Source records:

• • • •

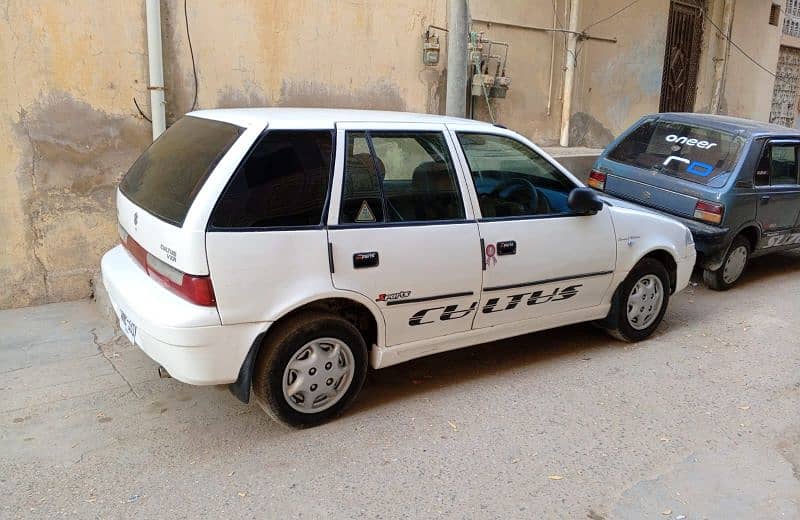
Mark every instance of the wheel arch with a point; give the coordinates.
(364, 316)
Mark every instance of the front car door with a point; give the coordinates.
(776, 181)
(401, 231)
(540, 258)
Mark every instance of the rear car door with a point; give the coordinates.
(541, 259)
(776, 181)
(400, 232)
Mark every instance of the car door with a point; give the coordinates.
(400, 231)
(540, 258)
(776, 181)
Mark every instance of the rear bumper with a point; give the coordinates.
(186, 339)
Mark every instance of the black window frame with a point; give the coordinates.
(767, 147)
(555, 166)
(370, 225)
(252, 229)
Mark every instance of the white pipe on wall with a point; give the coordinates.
(569, 72)
(155, 61)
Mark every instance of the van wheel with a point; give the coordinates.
(732, 266)
(310, 369)
(640, 302)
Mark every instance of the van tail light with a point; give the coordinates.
(597, 180)
(708, 211)
(196, 289)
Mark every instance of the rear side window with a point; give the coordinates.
(690, 152)
(282, 183)
(778, 165)
(165, 179)
(399, 177)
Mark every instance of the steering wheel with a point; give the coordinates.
(518, 191)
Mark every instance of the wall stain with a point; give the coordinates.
(73, 157)
(376, 95)
(585, 130)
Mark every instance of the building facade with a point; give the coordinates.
(70, 128)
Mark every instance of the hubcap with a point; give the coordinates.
(318, 375)
(734, 265)
(645, 301)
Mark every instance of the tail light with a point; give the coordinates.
(708, 211)
(196, 289)
(597, 180)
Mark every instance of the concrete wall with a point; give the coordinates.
(69, 129)
(618, 82)
(748, 89)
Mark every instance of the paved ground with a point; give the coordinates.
(701, 421)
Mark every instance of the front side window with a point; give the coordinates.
(282, 183)
(512, 180)
(778, 165)
(399, 177)
(693, 153)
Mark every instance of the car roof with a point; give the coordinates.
(730, 124)
(322, 117)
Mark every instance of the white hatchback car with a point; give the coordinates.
(282, 250)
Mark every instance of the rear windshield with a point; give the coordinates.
(166, 178)
(693, 153)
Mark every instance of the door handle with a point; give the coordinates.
(508, 247)
(368, 259)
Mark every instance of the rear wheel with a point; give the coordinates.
(640, 302)
(310, 370)
(732, 266)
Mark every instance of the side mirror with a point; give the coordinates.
(584, 201)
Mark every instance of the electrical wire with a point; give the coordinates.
(191, 53)
(722, 33)
(612, 15)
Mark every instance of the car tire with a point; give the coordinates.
(733, 266)
(639, 303)
(310, 369)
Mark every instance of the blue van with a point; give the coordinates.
(733, 182)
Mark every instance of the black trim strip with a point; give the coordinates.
(429, 298)
(542, 282)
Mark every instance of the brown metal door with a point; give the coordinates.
(682, 56)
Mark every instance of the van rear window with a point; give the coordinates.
(165, 179)
(690, 152)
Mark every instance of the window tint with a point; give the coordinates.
(409, 178)
(778, 165)
(165, 179)
(284, 182)
(693, 153)
(512, 180)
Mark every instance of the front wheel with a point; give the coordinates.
(732, 266)
(310, 370)
(640, 302)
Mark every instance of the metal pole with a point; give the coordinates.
(155, 61)
(721, 65)
(457, 36)
(569, 72)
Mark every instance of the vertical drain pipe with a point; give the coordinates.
(569, 72)
(155, 61)
(457, 32)
(721, 65)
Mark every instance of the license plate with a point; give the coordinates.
(127, 326)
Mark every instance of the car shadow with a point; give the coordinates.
(770, 267)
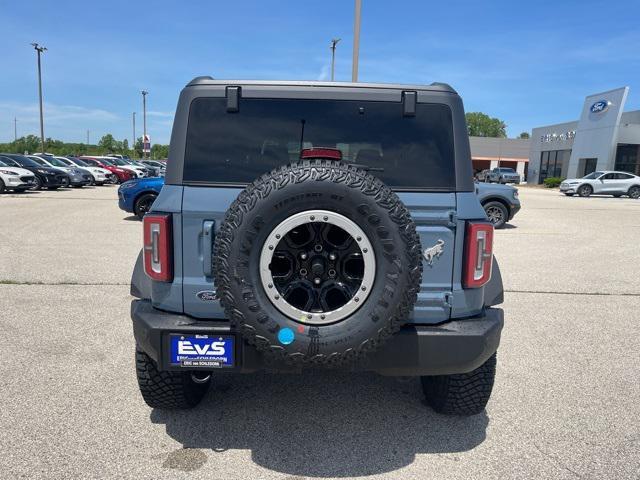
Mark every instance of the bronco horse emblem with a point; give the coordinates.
(431, 253)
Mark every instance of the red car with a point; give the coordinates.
(121, 174)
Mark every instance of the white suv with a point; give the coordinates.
(603, 183)
(14, 178)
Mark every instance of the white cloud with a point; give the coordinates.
(155, 113)
(54, 114)
(324, 73)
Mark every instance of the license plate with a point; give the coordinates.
(204, 351)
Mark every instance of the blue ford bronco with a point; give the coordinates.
(317, 225)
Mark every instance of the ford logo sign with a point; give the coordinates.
(600, 106)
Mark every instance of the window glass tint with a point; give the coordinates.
(39, 161)
(236, 148)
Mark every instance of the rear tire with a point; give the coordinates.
(167, 390)
(463, 393)
(585, 190)
(496, 213)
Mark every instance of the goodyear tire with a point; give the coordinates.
(167, 389)
(463, 393)
(323, 222)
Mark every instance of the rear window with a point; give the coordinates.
(235, 148)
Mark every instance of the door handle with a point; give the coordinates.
(208, 228)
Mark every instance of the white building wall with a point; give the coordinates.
(597, 132)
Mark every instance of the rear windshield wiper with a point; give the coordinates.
(366, 168)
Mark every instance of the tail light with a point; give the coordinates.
(158, 261)
(478, 253)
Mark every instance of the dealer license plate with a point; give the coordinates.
(208, 351)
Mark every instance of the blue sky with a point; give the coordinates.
(528, 63)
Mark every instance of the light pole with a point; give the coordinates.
(144, 122)
(39, 49)
(133, 144)
(356, 41)
(334, 42)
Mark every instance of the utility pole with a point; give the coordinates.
(133, 144)
(144, 122)
(334, 42)
(356, 41)
(39, 49)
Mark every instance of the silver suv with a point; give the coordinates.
(603, 183)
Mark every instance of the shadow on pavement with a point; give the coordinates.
(322, 424)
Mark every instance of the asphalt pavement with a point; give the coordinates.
(566, 403)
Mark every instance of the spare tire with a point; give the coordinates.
(317, 263)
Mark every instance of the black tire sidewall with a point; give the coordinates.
(136, 205)
(376, 318)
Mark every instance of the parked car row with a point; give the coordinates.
(45, 170)
(603, 183)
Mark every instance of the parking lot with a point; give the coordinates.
(566, 403)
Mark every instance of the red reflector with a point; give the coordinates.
(158, 260)
(478, 254)
(328, 153)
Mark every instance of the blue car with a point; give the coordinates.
(137, 195)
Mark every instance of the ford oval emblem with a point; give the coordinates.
(600, 106)
(207, 296)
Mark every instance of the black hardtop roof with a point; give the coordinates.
(433, 87)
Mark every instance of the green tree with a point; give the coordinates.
(482, 125)
(159, 151)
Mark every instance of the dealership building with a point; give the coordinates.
(604, 138)
(489, 153)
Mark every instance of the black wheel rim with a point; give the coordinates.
(317, 271)
(495, 215)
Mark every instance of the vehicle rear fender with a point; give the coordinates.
(140, 282)
(494, 290)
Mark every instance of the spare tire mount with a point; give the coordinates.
(317, 267)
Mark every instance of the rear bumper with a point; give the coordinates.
(457, 346)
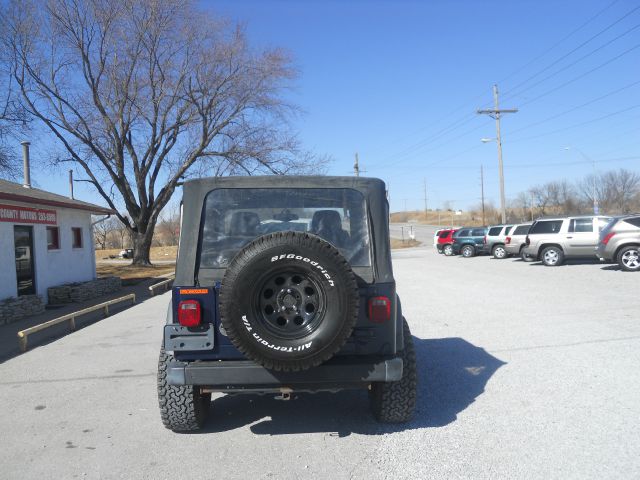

• • • •

What you have to do: Edit the listing from the line containing "Mark every instance of the black wheel" through the end of the listing, changing "rear bumper" to "back bumper" and leaving everything else as it is. Reproduce only that stretch and omit the pictures.

Exercise response:
Mark every instance of the black wheel rim with a point; give the coordinates.
(317, 271)
(495, 215)
Mark every instance of the vehicle rear fender with a point; give the coordinates.
(140, 282)
(494, 290)
Mark every instance of the spare tire mount with a point; give the coordinates.
(317, 267)
Mark every instance of the back bumper with a point; give the coordinates.
(457, 346)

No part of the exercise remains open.